The January 4 issue came out during an off week while the Cowboys were preparing for their divisional round matchup with the Rams. The 1985 season began with a thorough beating of the Redskins. However, the team was destroyed by the Bears and Bengals later in the season, and the team did not ensure its trip to the playoffs until the team beat the Giants in week 15.
Dorsett: Still a Premier Running Back
According to a poll run in Sporting News, Tony Dorsett was still considered one of the game’s premier running backs. However, he only finished fifth, following Walter Payton, Roger Craig, Marcus Allen, and James Wilder.
Cowboys Had a Long History of Success in the Divisional Round
The Cowboys had good reason to like their chances in the divisional round of the playoffs. Between 1970 and 1981, the Cowboys appeared in the divisional round 11 times and had a record of 9-2.
The negative? The two losses were to the Rams (1976 and 1979).
Danny White Suffers Through Injuries
QB Danny White suffered through more injuries in 1985 than he had in any other season. Those injuries: (1) a sprained right hand; (2) a fractured rib; (3) a bruised rib; (4) a concussion; (5) a neck sprain; (6) a bruised left shoulder; (7) separated rib cartilage; and (8) a sprained left ankle.
On the Cover: Rafael Septien
Rafael Septien appeared on the cover of the January 4 issue, and at that point, he was largely considered as the team’s best kicker of all-time. This was before his arrest for indecency with a minor, which cost him his career.
In the piece on January 4, Septien said he gave up a career in acting to become an NFL kicker.
What images do we remember about Roger Staubach?
Oh, let’s try: throwing a touchdown pass to Mike Ditka to put away Super Bowl VI against Miami; scrambling for his life and launching himself headfirst for first downs and touchdowns; the Hail Mary; throwing a bomb into the outstretched arms of Butch Johnson in Super Bowl XII; tossing up his final regular-season touchdown pass to Tony Hill to put away the Redskins in the season finale in 1979.
What images do we remember about Troy Aikman?
Plenty: laser-like accuracy while hitting Michael Irvin on a skinny post or a deep out; the perfect throw on the crossing pattern to Alvin Harper on a play that secured the team’s win in the 1992 NFC Championship Game; running off the field with his arms in the air during three Super Bowl wins.
My point today: What images will we remember when it comes to Tony Romo? What plays have established his legacy as the franchise quarterback?
My goal isn’t to attack him or say we need to find a new QB. That isn’t going to happen, and I am not convinced that the team can’t win with him at QB, especially if the team’s line and running game improves next year.
But consider this: Romo has completed 1752 regular-season and playoff passes. He’s thrown 153 touchdowns with only 74 interceptions. That’s damn good.
However, unless this team wins with him, his legacy will be defined by a small handful of plays he didn’t make. Sure, we could go through each one of his interceptions, including those atrocious passes he threw against the Jets and Lions this season.
But there were other plays that he simply didn’t make—perhaps more the result of misfortune than bad play—that continue to haunt his career.
Of the many plays, consider these three:
January 6, 2007: Dallas vs. Seattle
You might think I would mention the botched hold that cost the team a win over the Seahawks, but that’s not the play I’m thinking of here. Instead, it was a pass play on 3rd-and-7 with less than two minutes remaining. Seattle had only one timeout remaining. Romo completed a pass to Jason Witten for what appeared to be a first down at the Seattle 1-yard line. Had this been the case, Dallas could have run the clock down and attempted a field goal with only seconds remaining. And since Dallas could have attempted the field goal on third down, Romo could have botched the snap, simply fallen on the ball, and still have given the team another attempt.

+---+

Set exercise
Reproduce verbatim the passage of the Cowboys article between "On the Cover: Rafael" and "him his career.", inclusive.

Recorded information

+---+

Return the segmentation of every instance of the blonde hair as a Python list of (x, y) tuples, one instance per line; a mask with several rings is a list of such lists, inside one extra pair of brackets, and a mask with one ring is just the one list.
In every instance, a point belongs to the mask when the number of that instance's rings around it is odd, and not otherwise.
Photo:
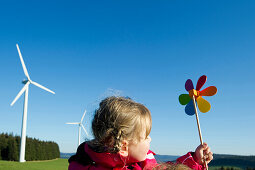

+---+

Answer to this problem
On the Cover: Rafael Septien
Rafael Septien appeared on the cover of the January 4 issue, and at that point, he was largely considered as the team’s best kicker of all-time. This was before his arrest for indecency with a minor, which cost him his career.